## Text
● ● ● ●
# Snow For Boston Tonight!



## lawn king (Nov 21, 2004)

Im sorry good people, sometimes i just cant help myself.


----------



## grandview (Oct 9, 2005)

Latest update the storm turned left, only hot weather due now! Sorry.


----------



## itsgottobegreen (Mar 31, 2004)

Scott you need help.


----------



## DeereFarmer (Dec 12, 2005)

Hey, it was as warm today as it was this passed January!


----------



## Oshkosh (Sep 11, 2005)

*We had snow on Friday at work...*

For real, we had sleet change over to snow with about 3" at the summit of the Mount Washington Auto Road.
We even discussed loading one of the spreaders to make sure the tourist could get down safely...(Ford on right ready to go year round)
It was better today 35 degrees with a windshill of 25+-..


----------



## Quality SR (Oct 25, 2006)

Oshkosh;393140 said:


> For real, we had sleet change over to snow with about 3" at the summit of the Mount Washington Auto Road.
> We even discussed loading one of the spreaders to make sure the tourist could get down safely...(Ford on right ready to go year round)
> It was better today 35 degrees with a windshill of 25+-..


Wow. Is it like that all year round there? Id love to live there. I hate the head. Ill take the cold weather anytime. Does that Fisher belong to that Ford?


----------



## Oshkosh (Sep 11, 2005)

I would have to say the potential is there year round for some form of frozen stuff to hit the top...
The fisher there goes to that Ford, the new Chevy Duramax that we have doesn't have its plow yet.They both do have heated stainless spreaders on them.
The larger six wheelers (we have 3) Don't have plows and if they see snow it is only for removal from the parking lots otherwise they stay inside all winter.
Some time mid August I am told we could start to see freezing and icing from the 4 mile point up to the summit (7.5 mile mark).Early/Mid Oct the road could be shut down for the season with snow.Then the Cats and snow coaches come out to play.
We are still in the middle of rebuilding the gravel roads from the winter/spring about 1.5 miles to go....Should be finished this week with any luck..



Quality SR;393141 said:


> Wow. Is it like that all year round there? Id love to live there. I hate the head. Ill take the cold weather anytime. Does that Fisher belong to that Ford?


----------



## DeereFarmer (Dec 12, 2005)

I could go for some snow right now. 10 hours in the sun with a high temp of 98 is no fun.


----------



## Oshkosh (Sep 11, 2005)

*It wasnt that cool....*

Dont feel bad it was kind of warm today at 5,000',It was blowing 50-57mph most of the day and about 75-80 degrees.Got home and it was 93, I dont like the heat.....



First Time Out;393319 said:


> I could go for some snow right now. 10 hours in the sun with a high temp of 98 is no fun.


----------



## DeereFarmer (Dec 12, 2005)
● ● ● ●
## Record extracts
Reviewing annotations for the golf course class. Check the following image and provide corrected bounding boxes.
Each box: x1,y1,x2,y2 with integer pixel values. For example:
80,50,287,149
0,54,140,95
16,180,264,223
● ● ● ●
## What is expected
Decide whether each statement agrees with the forum thread, answering yes or no and quoting the deciding words: (a) The Fisher plow belongs to the Ford. (b) The three larger six-wheelers carry plows. (c) The auto road may be closed for the season by snow in early or mid October.

## Final result
(a) Yes: "The fisher there goes to that Ford"
(b) No: "The larger six wheelers (we have 3) Don't have plows"
(c) Yes: "Early/Mid Oct the road could be shut down for the season with snow."